▶ [GIVEN EXERCISE]: How many lines in the listing below contain the string "finger"? Case matters. Reply with the number alone.

▶ [EXERCISE MATERIALS]:

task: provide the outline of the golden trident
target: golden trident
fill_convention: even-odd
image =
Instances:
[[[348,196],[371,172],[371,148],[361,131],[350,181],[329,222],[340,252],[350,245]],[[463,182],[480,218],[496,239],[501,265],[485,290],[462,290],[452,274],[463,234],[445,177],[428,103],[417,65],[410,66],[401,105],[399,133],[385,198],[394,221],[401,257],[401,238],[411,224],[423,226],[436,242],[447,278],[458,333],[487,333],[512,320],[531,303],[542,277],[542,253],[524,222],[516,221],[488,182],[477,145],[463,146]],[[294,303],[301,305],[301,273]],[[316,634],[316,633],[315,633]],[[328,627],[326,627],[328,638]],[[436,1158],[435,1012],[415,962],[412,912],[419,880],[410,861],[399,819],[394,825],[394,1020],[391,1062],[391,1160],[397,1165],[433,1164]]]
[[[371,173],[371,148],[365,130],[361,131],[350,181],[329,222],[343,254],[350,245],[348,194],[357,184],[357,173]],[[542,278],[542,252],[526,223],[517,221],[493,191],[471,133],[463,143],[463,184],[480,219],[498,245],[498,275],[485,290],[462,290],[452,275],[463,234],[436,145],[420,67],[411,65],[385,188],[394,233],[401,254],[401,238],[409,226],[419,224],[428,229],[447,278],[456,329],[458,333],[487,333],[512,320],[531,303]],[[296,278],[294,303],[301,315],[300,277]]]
...
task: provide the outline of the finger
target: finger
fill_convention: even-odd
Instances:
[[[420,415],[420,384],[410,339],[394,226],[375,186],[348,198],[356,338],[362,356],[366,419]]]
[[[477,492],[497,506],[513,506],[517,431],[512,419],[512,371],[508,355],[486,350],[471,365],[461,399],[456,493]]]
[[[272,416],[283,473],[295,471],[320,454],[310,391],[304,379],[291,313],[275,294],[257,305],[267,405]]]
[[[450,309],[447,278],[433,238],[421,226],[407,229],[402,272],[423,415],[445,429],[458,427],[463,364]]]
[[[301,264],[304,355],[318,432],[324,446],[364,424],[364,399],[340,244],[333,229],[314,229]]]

▶ [THE ANSWER]: 2